## Assignment
For this exercise, print all of the data exactly as given.

## Saved entries

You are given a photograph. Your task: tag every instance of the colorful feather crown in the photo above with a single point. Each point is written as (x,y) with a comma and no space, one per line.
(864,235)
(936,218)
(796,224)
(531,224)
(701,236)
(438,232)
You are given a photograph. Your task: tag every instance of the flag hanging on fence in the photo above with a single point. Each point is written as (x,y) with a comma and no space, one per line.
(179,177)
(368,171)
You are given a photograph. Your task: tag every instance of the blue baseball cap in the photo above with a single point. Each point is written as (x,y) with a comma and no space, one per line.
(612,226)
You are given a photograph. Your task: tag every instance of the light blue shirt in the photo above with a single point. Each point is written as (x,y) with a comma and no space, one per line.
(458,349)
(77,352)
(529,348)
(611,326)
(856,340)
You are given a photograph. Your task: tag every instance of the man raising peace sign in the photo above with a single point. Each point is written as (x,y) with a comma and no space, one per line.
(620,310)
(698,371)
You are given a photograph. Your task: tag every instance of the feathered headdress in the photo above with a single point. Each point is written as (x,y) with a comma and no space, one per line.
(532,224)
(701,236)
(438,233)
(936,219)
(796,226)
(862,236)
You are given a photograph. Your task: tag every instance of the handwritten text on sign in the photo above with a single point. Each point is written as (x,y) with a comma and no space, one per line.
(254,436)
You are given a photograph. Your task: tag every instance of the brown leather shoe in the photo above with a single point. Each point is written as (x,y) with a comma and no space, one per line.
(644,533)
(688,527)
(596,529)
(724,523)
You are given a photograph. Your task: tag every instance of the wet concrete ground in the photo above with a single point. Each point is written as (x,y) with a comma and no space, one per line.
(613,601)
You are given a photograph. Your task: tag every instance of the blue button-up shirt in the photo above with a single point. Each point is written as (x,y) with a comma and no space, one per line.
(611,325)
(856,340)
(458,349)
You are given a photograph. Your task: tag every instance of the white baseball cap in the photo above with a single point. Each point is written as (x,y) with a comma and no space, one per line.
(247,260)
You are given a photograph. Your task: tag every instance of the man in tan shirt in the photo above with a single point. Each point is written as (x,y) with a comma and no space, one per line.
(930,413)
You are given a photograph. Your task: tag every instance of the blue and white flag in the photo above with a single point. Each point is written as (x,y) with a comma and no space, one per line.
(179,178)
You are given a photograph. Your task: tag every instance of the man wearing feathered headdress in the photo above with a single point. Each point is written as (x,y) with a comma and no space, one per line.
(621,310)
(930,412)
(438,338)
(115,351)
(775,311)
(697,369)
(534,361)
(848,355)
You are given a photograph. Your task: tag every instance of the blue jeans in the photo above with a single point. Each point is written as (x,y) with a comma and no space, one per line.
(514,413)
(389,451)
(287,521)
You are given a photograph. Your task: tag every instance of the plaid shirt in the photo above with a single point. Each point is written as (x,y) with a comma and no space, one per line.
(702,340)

## Answer box
You are given a photograph. Your task: tag every instance of the colorful feather crown in the photo above with a single point. Each point is written as (x,y) with a comma and no space, one per line.
(864,235)
(936,218)
(796,224)
(531,224)
(701,236)
(438,232)
You are given a photograph. Your task: tag every instance of the flag hanging on fence in the photo above with a single point. Each point is written as (x,y) with a comma and no space, one per line.
(179,177)
(368,171)
You are given a photograph. Your task: tag every instance of the blue baseball cap in the photo above with a single point. Each point is written as (x,y) with a comma and no space, one per line.
(612,226)
You are given a photograph. Your task: tag every instance of the light blue shirt in the photo above with a single point. Each point is written as (x,y) with a comma and no space, one per line.
(458,349)
(77,352)
(529,348)
(611,326)
(856,340)
You are given a photograph. Your task: tag every instance of the man raising peace sign in the photo above with a single point. Each point is written as (x,y) with a comma and no space, one per line.
(620,310)
(698,371)
You are given a photograph. Your task: tag every instance of the feathered headdress in the photo above with a single point. Each point is written as (x,y) with a comma and no space, one per line.
(532,224)
(701,236)
(438,233)
(936,219)
(796,226)
(862,236)
You are given a photograph. Your task: tag every instance of the handwritten text on sign in the photo above with a single point. Each point is written as (x,y) with a comma and no space, one per line.
(254,436)
You are given a photograph. Your task: tag every instance of the brown leather shoe in the photo above with a single point. Each point is written as (x,y) with a comma and no space, one per line.
(644,533)
(688,527)
(596,529)
(724,523)
You are given a photograph. Your task: tag every instance of the wet concrete ground in the photo above with a single point. Each point is written as (x,y) with a comma and no space, one per line.
(613,601)
You are given a photograph. Your task: tag every instance of the blue button-up shirt in the photo above with a single point. Each point is written as (x,y) with a comma and no space, one per line.
(611,325)
(856,340)
(458,349)
You are given a photograph. Your task: tag every instance of the white baseball cap in the photo above with a single point. Each point is written as (x,y) with a comma and no space, one per line.
(247,260)
You are given a photograph. Your task: tag every instance of the man in tan shirt in the photo above with a single point. Each point is written as (x,y) with a comma and no space, one per line.
(930,413)
You are given a photograph. Your task: tag every instance of the blue and white flag in the photo above with a single point. Each point is written as (x,y) with a comma and no space, one per line.
(179,178)
You are given a photograph. Your task: tag every instance of the man wearing feathered headdress in the photo above with a single point. Each point is written as (x,y) with a comma and no space, one per line.
(621,310)
(930,412)
(438,338)
(115,351)
(775,311)
(697,369)
(534,361)
(848,355)
You are given a photograph. Your task: tag every instance of the blue jeans in the photo above with a single point. Each point is written as (x,y) with a comma and no space, one per line.
(514,413)
(389,451)
(287,521)
You are given a photograph. Your task: tag every instance of the plaid shirt in the photo above with a single point. Each point is written as (x,y) with a comma and no space, one per line.
(702,340)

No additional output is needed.